INPUT RECORDS |

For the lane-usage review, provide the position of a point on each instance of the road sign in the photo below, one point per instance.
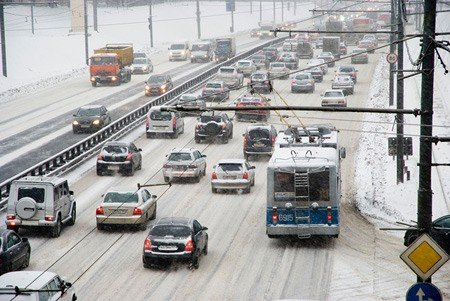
(391, 58)
(424, 256)
(423, 291)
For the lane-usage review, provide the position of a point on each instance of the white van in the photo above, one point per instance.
(163, 122)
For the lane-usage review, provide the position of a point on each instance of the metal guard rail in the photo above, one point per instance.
(71, 156)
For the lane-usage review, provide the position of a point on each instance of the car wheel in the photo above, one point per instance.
(26, 263)
(56, 229)
(73, 216)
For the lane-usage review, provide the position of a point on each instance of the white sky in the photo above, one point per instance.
(52, 55)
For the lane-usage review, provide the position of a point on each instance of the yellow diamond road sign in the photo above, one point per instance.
(424, 256)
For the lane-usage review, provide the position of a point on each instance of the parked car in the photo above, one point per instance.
(231, 76)
(290, 59)
(247, 67)
(215, 90)
(39, 201)
(334, 98)
(359, 56)
(179, 51)
(191, 101)
(321, 63)
(184, 163)
(317, 74)
(260, 82)
(175, 239)
(90, 118)
(124, 206)
(161, 122)
(259, 139)
(158, 84)
(232, 174)
(141, 66)
(328, 57)
(35, 285)
(15, 251)
(278, 70)
(303, 81)
(439, 231)
(348, 70)
(123, 157)
(213, 125)
(253, 101)
(344, 83)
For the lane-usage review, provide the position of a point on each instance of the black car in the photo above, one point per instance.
(440, 232)
(175, 239)
(15, 251)
(90, 118)
(158, 84)
(259, 139)
(119, 156)
(214, 125)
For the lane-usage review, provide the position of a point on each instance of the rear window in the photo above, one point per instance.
(161, 116)
(121, 197)
(37, 194)
(230, 166)
(115, 149)
(170, 230)
(180, 157)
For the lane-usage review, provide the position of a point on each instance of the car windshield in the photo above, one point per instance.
(121, 197)
(200, 47)
(161, 115)
(155, 79)
(170, 230)
(180, 157)
(140, 61)
(333, 94)
(89, 112)
(115, 149)
(37, 194)
(177, 46)
(230, 166)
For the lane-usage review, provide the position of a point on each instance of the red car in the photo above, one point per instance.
(252, 101)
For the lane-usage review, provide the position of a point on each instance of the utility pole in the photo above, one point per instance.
(150, 22)
(392, 50)
(86, 44)
(399, 117)
(2, 39)
(199, 33)
(425, 194)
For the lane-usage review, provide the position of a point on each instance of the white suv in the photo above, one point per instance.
(40, 201)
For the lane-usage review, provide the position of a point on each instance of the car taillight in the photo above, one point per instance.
(137, 211)
(329, 215)
(189, 247)
(147, 245)
(275, 216)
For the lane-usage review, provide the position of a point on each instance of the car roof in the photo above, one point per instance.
(26, 279)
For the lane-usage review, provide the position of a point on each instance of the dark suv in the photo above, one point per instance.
(121, 156)
(175, 238)
(259, 139)
(214, 125)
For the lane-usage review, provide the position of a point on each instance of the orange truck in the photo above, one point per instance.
(109, 64)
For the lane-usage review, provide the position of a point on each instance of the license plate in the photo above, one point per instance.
(167, 248)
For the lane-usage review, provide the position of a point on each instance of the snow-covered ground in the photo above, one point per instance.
(52, 55)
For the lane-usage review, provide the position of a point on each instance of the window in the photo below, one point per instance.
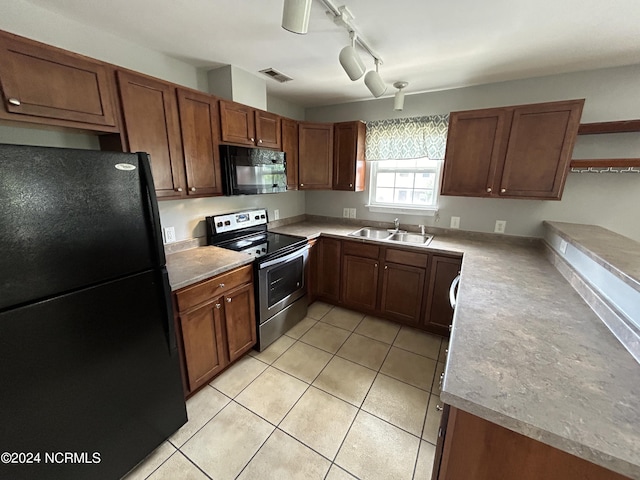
(403, 173)
(405, 184)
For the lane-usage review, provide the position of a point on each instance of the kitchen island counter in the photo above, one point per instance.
(527, 353)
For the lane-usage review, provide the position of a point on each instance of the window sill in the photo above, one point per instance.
(424, 211)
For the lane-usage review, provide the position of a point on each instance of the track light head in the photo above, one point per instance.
(295, 15)
(374, 82)
(351, 61)
(398, 101)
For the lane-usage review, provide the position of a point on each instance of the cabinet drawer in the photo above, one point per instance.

TO DO | Without the pictures, print the records in full, exactly as they appear.

RESULT FOR THIS TASK |
For the lane-usage review, provide the position of a point on each instance of the road sign in the photo below, one point per instance.
(391, 58)
(424, 256)
(423, 291)
For the lane-usage review, provide the position of a point on each instance of the white van in the photo above, one point per instance.
(163, 122)
For the lane-usage review, provide the position of a point on each instance of the metal guard rail in the photo above, one point per instance.
(71, 156)
For the lane-usage review, provide the position of a point on each instance of the car wheel in the photo above, one point per instance.
(26, 263)
(56, 229)
(73, 216)
For the lane-usage review, provide the position of a point on each instance of the white sky in the photo above, one point per instance.
(52, 55)
For the lane-usage review, provide the position of a point on each instance of the yellow diamond road sign in the photo above, one point per instance.
(424, 256)
For the lane-usage review, provide the position of a point on each instance of the parked car in the photo above, one point per instance.
(231, 76)
(290, 59)
(247, 67)
(215, 90)
(39, 201)
(334, 98)
(359, 56)
(179, 51)
(191, 101)
(321, 63)
(184, 163)
(317, 74)
(260, 82)
(175, 239)
(90, 118)
(124, 206)
(161, 122)
(259, 139)
(158, 84)
(232, 174)
(141, 66)
(328, 57)
(35, 285)
(15, 251)
(278, 70)
(303, 81)
(439, 231)
(348, 70)
(123, 157)
(213, 125)
(253, 101)
(344, 83)
For the lane-usage review, provide the position of a point on each instance of the black car in the photo above, one point per instance.
(440, 232)
(175, 239)
(15, 251)
(90, 118)
(158, 84)
(259, 139)
(119, 156)
(214, 125)
For the lane-usage review, provide the position of a point on each instance of the rear window in the photo above, one point per instance.
(161, 116)
(121, 197)
(37, 194)
(230, 166)
(115, 149)
(170, 230)
(180, 157)
For the lane-usage review, provide the position of a point on each instance of the car windshield in the photo above, one point per instance.
(121, 197)
(200, 47)
(161, 115)
(155, 79)
(170, 230)
(180, 157)
(140, 61)
(333, 94)
(89, 112)
(115, 149)
(37, 194)
(177, 46)
(230, 166)
For the lane-usage review, provide the position of a point on each instance of the red car in the photo above, one point per instance.
(252, 101)
For the lane-usage review, provide the position of a point on each instance of the utility pole in the photo above, one point per instance.
(150, 22)
(392, 50)
(86, 44)
(399, 117)
(2, 39)
(199, 33)
(425, 194)
For the lane-usage review, provide the position of a point on each instance of the white suv in the photo above, one point per instance.
(40, 201)
For the lane-usage review, provide the position of a point on each instance of the car taillight in the photo above, one point per instance.
(137, 211)
(329, 215)
(189, 247)
(147, 245)
(275, 216)
For the lane-usage review, provide the position of a point on each instance of the car roof in the photo above, one point per instance.
(26, 279)
For the lane-usage review, provide the position of a point on each instance of the dark suv in the photo above, one point per instance.
(121, 156)
(175, 238)
(259, 139)
(214, 125)
For the lane-usage review, provide the position of a point on each instance of the orange truck in the photo above, one point per instance.
(109, 64)
For the lane-usage review, provide the position of a point on each instance of the license plate in the photo above, one point per instance.
(167, 248)
For the lane-usage review, provide the position of a point on each instance of the snow-covered ground in the photo above, one point per instance.
(52, 55)
For the lane-usage review, provide the position of a point on each instance of the window in the photo below, one point per instance.
(403, 173)
(405, 184)
For the lane-usage review, provide the position of a point on each instance of the kitchen island counter in the photo above, one point per instance.
(527, 353)
For the lane-usage review, provide the position of a point on each instance of the window sill in the photo above, one point per instance.
(424, 211)
For the lane-usage review, provide the position of a point on each instance of the track light head in the photo above, one point per instance.
(295, 15)
(374, 82)
(351, 61)
(398, 101)
For the lane-usage review, provide the position of a point on each instance of the cabinet drawer in the photo above, one point per instance.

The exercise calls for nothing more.